Work to complete. In the rows from the start through the line containing "126], [223, 118]]]", swap "sandy brown fur" for "tawny fur" and give those lines again with nothing else changed.

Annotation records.
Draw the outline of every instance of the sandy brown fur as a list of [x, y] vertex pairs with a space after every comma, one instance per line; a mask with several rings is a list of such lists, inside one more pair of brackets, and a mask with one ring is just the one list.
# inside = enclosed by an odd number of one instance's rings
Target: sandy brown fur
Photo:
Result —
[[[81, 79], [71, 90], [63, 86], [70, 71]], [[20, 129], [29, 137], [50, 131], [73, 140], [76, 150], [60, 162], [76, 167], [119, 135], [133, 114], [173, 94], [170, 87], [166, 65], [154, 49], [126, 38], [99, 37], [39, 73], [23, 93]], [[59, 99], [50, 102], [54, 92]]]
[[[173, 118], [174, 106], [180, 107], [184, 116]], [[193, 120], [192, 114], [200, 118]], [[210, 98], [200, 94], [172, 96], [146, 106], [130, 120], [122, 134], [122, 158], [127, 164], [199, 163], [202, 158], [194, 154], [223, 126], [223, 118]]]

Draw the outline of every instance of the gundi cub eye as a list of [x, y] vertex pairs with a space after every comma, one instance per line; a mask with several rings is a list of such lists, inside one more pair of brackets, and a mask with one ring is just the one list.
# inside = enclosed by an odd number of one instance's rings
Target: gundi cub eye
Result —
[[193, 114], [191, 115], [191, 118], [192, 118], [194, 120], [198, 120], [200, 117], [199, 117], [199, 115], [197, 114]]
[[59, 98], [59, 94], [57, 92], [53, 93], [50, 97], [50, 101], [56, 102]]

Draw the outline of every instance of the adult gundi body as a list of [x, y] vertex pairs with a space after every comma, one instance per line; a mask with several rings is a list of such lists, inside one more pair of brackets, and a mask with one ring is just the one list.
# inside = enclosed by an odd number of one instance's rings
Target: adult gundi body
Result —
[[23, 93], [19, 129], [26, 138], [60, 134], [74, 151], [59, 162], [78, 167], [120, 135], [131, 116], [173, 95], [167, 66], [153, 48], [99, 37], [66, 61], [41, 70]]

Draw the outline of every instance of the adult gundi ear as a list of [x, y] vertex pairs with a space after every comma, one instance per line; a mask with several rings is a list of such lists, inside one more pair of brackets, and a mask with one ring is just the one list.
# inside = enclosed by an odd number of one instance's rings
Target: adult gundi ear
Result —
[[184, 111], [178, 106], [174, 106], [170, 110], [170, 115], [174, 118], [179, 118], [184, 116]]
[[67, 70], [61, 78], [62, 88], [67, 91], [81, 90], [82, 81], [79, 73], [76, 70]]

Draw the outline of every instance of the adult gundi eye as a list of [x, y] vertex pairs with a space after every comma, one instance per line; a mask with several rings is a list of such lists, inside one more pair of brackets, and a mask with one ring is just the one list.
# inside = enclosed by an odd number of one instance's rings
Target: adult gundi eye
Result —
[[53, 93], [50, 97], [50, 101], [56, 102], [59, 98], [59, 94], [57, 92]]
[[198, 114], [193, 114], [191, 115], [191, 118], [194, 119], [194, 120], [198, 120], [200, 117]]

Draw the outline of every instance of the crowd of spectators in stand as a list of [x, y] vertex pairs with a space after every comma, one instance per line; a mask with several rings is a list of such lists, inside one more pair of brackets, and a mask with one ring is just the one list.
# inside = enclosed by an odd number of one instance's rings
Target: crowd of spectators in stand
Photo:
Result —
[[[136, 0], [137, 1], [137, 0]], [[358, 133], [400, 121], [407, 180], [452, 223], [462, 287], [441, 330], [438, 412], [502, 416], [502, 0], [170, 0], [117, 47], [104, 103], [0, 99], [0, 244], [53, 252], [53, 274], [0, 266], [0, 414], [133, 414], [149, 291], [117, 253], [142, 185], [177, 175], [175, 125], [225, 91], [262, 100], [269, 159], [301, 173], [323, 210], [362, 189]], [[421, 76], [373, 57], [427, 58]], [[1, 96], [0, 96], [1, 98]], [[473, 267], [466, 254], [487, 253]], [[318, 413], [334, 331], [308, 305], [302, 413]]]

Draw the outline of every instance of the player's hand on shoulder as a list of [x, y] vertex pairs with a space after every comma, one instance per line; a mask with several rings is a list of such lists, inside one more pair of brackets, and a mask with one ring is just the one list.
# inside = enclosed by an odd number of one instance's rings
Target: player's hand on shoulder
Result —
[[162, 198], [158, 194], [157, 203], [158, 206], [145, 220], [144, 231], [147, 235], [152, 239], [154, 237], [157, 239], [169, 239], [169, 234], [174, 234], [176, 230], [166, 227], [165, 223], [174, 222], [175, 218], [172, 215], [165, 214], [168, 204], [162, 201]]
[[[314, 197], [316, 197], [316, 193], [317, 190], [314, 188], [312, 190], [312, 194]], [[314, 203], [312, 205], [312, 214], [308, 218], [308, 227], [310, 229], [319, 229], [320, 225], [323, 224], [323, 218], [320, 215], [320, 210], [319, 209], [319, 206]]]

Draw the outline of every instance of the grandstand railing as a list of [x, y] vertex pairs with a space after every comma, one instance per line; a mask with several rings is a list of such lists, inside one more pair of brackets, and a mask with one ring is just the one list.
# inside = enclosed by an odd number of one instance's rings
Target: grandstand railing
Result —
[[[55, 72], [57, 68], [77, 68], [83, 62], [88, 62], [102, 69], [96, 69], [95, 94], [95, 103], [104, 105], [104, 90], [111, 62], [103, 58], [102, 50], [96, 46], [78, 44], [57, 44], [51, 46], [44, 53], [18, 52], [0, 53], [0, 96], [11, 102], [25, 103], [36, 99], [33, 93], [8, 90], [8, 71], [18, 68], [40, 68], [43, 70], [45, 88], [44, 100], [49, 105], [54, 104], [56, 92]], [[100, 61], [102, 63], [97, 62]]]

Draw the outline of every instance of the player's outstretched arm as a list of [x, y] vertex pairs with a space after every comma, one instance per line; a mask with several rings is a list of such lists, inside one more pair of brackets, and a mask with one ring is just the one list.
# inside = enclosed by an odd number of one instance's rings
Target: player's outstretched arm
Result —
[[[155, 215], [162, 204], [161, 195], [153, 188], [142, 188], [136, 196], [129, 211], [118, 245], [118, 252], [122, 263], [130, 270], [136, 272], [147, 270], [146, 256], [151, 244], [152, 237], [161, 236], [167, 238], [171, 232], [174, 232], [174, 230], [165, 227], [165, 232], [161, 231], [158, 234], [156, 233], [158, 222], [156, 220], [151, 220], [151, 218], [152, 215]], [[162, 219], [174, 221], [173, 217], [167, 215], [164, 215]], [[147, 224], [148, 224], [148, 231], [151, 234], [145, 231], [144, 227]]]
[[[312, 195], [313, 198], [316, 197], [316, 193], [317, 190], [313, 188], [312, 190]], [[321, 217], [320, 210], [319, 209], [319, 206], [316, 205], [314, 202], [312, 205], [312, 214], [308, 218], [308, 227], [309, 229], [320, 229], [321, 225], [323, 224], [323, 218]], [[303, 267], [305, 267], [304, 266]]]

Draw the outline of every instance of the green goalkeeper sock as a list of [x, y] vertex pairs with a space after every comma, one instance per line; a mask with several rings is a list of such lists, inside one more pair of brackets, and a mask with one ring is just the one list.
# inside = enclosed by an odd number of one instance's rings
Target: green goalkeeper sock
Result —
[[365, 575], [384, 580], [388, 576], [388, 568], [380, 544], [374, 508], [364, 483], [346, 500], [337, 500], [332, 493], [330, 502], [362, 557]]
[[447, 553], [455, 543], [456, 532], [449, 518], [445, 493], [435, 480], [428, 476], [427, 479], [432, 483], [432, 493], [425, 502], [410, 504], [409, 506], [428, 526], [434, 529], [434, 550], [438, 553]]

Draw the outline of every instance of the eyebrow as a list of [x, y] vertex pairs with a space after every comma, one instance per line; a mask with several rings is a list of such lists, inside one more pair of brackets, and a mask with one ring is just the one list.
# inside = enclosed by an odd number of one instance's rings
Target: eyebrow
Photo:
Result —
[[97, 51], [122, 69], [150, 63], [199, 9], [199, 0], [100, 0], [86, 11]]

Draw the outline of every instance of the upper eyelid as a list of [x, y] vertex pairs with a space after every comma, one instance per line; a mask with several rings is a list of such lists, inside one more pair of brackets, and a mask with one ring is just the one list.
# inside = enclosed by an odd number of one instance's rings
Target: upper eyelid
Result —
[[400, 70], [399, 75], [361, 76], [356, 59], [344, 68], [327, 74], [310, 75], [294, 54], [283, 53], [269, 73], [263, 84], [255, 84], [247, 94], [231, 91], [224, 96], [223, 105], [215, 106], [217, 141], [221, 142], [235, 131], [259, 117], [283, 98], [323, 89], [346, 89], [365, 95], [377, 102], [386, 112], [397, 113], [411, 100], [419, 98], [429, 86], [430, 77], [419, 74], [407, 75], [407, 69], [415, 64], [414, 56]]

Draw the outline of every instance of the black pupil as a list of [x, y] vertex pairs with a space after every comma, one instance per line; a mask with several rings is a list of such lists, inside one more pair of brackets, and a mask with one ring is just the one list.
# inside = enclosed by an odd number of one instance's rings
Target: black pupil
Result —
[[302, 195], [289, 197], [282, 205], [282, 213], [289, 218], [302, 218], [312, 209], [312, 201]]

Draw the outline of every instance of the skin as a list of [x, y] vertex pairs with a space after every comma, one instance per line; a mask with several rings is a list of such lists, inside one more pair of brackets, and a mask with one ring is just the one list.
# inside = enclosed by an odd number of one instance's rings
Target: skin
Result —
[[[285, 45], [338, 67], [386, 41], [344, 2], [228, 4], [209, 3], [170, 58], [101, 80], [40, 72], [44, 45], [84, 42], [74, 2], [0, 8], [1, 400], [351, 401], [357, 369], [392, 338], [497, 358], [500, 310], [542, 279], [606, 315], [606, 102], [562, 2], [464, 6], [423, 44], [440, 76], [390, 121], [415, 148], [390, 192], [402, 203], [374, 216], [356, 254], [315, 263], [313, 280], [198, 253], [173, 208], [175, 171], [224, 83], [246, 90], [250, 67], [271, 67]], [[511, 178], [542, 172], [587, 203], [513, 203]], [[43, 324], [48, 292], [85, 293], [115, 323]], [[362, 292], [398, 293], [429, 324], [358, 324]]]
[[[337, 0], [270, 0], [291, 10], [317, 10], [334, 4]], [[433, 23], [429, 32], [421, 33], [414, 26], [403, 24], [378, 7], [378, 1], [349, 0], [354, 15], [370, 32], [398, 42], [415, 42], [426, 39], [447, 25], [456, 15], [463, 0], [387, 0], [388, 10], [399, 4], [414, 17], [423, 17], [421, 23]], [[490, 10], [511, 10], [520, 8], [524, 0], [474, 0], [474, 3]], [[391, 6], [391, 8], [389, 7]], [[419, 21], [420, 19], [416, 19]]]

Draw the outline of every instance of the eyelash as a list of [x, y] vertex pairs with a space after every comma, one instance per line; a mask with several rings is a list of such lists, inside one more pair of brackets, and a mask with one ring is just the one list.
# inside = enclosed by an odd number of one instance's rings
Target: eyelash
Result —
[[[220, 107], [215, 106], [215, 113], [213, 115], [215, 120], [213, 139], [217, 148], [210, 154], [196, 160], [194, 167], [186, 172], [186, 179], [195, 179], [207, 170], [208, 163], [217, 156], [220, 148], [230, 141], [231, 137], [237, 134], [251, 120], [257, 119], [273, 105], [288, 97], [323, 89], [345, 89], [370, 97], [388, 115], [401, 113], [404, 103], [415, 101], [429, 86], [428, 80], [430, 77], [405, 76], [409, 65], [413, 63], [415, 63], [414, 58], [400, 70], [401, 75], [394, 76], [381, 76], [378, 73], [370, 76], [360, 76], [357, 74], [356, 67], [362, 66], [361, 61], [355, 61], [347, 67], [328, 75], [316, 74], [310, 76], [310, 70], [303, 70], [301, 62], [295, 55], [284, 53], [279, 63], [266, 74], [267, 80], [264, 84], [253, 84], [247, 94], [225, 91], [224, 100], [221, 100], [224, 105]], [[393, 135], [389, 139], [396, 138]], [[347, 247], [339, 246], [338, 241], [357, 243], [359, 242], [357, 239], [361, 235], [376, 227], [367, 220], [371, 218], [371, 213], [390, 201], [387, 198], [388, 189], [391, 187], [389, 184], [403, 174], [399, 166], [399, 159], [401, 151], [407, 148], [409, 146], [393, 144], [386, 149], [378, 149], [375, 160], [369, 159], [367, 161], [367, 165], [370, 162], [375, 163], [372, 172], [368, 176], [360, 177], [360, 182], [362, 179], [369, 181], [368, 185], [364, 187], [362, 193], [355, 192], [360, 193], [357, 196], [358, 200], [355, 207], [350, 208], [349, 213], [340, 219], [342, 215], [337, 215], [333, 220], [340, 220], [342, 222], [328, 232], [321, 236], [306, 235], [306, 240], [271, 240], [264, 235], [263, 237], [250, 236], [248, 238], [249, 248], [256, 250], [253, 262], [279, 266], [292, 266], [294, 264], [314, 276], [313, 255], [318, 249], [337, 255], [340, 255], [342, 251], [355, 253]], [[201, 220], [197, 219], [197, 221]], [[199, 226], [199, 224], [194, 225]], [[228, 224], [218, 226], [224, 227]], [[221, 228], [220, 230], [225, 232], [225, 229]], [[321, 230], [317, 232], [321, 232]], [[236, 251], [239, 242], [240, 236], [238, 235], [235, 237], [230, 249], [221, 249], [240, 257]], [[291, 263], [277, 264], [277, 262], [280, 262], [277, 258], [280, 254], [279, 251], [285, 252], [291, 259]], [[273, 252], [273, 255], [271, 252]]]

Finished task.
Draw the outline of every instance of the tawny fur as a list of [x, y] vertex pairs with a space after every comma, one instance per line; a mask with several rings is a list of such lists, inside one more pair of brackets, and a mask with one ring is just the one list.
# inside = enclosed by an odd number of one instance's rings
Target: tawny fur
Photo:
Result —
[[[81, 79], [71, 90], [63, 86], [70, 71]], [[20, 129], [29, 137], [50, 131], [73, 140], [76, 150], [60, 162], [76, 167], [119, 135], [133, 114], [173, 94], [170, 87], [166, 65], [154, 49], [126, 38], [99, 37], [39, 73], [23, 93]], [[59, 99], [50, 102], [54, 92]]]
[[[173, 118], [174, 106], [180, 107], [184, 116]], [[193, 120], [192, 114], [200, 118]], [[210, 98], [200, 94], [172, 96], [146, 106], [130, 120], [122, 134], [122, 158], [127, 164], [199, 163], [202, 158], [194, 154], [223, 126], [223, 118]]]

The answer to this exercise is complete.